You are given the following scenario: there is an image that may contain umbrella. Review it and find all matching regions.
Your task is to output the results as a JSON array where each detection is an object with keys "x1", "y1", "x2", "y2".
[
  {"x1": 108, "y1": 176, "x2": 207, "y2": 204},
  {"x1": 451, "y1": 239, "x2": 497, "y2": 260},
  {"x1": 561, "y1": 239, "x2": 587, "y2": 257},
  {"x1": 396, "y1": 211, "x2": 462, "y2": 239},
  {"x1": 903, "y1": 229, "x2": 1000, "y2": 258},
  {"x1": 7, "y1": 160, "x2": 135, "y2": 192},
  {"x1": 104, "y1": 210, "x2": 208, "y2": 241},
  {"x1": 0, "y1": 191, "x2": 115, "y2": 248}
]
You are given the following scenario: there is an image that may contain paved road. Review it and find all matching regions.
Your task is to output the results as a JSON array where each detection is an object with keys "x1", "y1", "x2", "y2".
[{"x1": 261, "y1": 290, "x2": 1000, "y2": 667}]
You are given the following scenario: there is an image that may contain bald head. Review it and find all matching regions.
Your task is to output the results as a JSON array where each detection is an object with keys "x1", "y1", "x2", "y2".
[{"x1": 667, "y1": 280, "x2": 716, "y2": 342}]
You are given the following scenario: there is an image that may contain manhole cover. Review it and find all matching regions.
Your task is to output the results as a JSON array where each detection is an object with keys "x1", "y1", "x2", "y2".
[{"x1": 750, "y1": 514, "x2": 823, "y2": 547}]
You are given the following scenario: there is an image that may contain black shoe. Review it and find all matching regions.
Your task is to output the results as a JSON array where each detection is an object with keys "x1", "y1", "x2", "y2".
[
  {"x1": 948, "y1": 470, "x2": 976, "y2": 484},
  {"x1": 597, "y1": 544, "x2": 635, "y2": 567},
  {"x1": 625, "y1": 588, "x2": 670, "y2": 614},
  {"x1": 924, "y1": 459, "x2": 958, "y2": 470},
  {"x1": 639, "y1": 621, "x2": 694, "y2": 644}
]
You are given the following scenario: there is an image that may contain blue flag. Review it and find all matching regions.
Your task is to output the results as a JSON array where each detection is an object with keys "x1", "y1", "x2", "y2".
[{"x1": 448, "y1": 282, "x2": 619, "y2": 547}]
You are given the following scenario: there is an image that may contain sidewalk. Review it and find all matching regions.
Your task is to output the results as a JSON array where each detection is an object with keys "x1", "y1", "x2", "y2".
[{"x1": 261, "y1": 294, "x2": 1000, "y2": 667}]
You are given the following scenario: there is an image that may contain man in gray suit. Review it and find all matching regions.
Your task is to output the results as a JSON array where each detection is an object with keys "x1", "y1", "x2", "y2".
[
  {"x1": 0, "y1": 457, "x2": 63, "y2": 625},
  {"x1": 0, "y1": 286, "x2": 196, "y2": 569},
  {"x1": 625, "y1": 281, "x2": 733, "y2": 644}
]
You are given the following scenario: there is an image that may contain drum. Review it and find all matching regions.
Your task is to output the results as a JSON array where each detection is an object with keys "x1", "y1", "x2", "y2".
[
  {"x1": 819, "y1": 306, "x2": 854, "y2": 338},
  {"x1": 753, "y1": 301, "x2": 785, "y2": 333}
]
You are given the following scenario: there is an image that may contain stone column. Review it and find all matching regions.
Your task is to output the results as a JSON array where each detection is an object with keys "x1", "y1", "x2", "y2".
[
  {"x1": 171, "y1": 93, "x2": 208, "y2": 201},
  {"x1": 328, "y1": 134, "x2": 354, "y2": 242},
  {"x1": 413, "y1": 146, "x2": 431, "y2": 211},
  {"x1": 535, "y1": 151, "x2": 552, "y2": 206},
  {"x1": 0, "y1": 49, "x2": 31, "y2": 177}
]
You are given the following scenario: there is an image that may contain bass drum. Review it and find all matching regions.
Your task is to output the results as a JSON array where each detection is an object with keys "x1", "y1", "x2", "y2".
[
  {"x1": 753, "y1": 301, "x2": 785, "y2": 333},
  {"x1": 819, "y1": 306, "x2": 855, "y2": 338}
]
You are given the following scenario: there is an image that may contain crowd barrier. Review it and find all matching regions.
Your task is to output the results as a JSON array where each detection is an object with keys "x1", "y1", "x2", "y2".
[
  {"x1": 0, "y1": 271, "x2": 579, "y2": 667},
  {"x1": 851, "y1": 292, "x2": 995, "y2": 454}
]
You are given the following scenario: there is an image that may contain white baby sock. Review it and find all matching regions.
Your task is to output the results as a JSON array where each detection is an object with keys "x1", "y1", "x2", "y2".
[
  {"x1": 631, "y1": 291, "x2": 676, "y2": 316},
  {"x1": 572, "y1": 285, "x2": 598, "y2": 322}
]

--

Report every line of the items above that contains the string "drum".

You are given the following scenario: there is an image that may contain drum. Review it and find all matching regions.
You are given the following scenario: there is an image that may contain bass drum. Review it and find all matching regions.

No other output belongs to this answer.